_Page excerpt_.
================================

Company growth forecast

These SMEs plan a total of €4.5 bn cumulative turnover during the first 3 years after the commercialisation of their innovative product or service. In total they plan to create 6,300 new jobs during the same period.

Areas of improvement

When asked to tell in which areas the SME Instrument helped them to improve, the SMEs mentioned:

  • Better relation with local business support organisations;
  • Better understanding of their clients' needs;
  • Improved reputation and better visibility of the company;
  • Better knowledge of competitors;
  • Better understanding of intellectual property issues;
  • Better understanding of technical issues.

Sources of funding – what’s next?

All the SMEs plan to apply under Phase 2 of the programme. 67% plan to use their own resources to further develop their business idea, 34% would like to turn to venture capital, and 26% plan to ask for a loan.

19% of the respondents would seek support from business angels, 18% would use national or regional programmes and 13% would turn to other parts of Horizon 2020.

Only 3% of the SMEs would like to resort to crowdfunding.



  • Peter Haydon's picture

    Under the 70:30 funding for many SME projects it is interesting to read that 67% of SMEs plan to use their own funds. In the case of projects like Esave Corporation's MeRIT Project for 'maximizing renewable energy integration' the project cost is €2,553,792, including SME funding of 30%, which means that as an SME we must secure €766,138 funding contribution.

    Our experience is that seed and VC funds will not invest at least until the project is post demonstration and can show a definitive commercialization roadmap and sales pipeline. Our understanding is that the Risk Sharing Instrument (RSI) was established by the EC to provide a mechanism to address the 30% funding issue. However, in Ireland none of the banks have signed up to the initiative, so its not an option.

================================

_Directives_.
1. In the page excerpt on SME growth and funding, translate this sentence into Spanish: "Only 3% of the SMEs would like to resort to crowdfunding."
2. Count how many lines in the rows of both blocks below contain the string "Give". Case counts. Reply with the number alone.

_Records for the task_.
================================

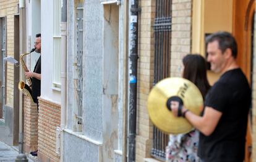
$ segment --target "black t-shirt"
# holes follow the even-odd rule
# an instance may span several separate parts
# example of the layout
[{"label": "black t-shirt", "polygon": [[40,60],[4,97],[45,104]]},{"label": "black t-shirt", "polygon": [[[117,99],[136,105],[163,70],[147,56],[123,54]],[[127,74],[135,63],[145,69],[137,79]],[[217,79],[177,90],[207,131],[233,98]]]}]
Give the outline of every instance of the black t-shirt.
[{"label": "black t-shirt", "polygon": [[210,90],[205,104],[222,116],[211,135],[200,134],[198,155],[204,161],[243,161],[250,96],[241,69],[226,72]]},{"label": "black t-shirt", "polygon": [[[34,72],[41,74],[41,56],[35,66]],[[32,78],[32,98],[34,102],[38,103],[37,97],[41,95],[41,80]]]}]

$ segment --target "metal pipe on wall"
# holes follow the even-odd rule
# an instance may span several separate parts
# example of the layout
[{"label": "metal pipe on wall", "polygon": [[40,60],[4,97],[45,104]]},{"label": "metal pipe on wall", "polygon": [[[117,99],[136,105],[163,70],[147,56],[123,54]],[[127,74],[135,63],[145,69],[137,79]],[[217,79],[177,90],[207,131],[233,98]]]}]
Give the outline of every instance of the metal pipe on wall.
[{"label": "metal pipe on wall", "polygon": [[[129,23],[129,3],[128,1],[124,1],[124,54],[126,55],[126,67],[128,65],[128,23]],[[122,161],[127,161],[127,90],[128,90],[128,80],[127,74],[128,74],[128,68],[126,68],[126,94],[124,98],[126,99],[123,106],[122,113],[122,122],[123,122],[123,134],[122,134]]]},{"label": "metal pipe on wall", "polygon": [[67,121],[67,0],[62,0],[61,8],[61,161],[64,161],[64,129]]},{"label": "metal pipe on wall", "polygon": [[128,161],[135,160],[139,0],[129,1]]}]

================================

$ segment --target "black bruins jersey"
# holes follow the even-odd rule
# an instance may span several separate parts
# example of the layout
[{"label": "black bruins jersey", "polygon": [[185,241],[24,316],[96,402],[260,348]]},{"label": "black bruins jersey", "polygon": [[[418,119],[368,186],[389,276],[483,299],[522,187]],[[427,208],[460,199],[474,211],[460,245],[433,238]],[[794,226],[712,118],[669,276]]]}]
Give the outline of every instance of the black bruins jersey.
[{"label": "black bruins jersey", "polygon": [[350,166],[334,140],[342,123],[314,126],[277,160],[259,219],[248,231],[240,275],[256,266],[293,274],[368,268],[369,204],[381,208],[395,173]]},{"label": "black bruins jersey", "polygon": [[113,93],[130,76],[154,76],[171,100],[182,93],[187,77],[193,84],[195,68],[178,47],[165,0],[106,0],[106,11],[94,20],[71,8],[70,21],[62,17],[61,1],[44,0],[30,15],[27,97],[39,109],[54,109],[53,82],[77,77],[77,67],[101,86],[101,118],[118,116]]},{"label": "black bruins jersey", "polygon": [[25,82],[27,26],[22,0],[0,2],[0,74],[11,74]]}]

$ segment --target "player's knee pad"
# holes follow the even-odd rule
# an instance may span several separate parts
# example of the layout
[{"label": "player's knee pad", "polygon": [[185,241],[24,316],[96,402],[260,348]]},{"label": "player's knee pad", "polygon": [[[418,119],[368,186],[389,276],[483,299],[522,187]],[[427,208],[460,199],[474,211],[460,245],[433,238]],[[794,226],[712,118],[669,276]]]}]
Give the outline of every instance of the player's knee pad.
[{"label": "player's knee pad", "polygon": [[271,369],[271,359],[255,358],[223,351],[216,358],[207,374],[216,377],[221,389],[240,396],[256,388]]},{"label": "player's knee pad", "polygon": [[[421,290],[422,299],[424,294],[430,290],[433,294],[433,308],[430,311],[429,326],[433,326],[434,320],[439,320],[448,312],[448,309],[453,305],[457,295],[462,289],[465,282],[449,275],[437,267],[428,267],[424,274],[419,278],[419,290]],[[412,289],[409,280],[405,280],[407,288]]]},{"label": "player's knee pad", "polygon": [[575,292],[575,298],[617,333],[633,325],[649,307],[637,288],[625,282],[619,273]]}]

================================

_Solutions in order_.
1. Solo el 3 % de las pymes querría recurrir a la financiación colectiva.

2. 4